Report each line of the entries that includes "frame" by copying it.

Exercise materials:

■ ■ ■ ■

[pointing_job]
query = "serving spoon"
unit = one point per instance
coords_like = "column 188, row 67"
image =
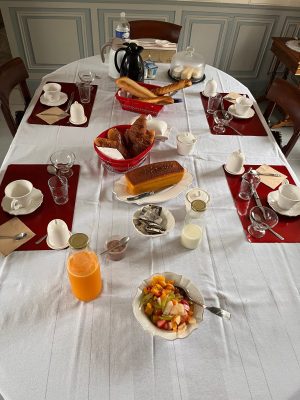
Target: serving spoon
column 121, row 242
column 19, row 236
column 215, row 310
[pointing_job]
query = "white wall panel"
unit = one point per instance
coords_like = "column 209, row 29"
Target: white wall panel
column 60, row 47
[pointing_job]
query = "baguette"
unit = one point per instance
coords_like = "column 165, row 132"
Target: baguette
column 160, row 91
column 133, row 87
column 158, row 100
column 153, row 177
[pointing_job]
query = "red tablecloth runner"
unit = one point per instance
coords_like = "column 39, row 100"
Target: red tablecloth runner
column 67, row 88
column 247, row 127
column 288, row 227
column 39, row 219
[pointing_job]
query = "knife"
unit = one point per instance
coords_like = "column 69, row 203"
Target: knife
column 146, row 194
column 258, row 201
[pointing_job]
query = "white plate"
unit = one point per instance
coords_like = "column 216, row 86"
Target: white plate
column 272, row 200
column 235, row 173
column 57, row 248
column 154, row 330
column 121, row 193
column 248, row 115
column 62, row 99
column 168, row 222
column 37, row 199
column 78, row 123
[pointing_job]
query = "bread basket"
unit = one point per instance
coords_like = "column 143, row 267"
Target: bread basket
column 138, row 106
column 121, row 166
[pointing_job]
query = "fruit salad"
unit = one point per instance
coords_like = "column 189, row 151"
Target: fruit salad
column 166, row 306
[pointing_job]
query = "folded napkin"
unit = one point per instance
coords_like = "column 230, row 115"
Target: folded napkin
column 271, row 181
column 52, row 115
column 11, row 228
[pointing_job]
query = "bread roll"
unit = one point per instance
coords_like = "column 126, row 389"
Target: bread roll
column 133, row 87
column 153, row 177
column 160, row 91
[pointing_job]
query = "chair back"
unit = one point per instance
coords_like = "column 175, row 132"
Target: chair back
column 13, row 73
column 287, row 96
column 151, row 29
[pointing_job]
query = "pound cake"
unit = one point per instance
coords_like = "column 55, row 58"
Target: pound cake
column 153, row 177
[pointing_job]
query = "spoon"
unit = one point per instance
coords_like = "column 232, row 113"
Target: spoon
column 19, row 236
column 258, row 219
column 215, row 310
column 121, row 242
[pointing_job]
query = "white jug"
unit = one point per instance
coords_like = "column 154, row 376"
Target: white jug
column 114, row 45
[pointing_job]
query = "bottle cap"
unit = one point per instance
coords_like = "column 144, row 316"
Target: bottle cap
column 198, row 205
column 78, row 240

■ ■ ■ ■

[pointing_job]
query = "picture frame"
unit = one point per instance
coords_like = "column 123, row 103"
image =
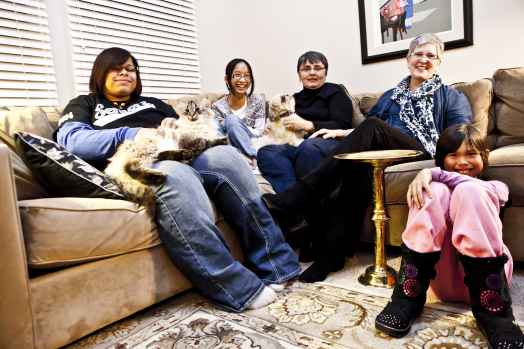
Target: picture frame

■ ■ ■ ■

Solution:
query = "picture frame"
Target: picture frame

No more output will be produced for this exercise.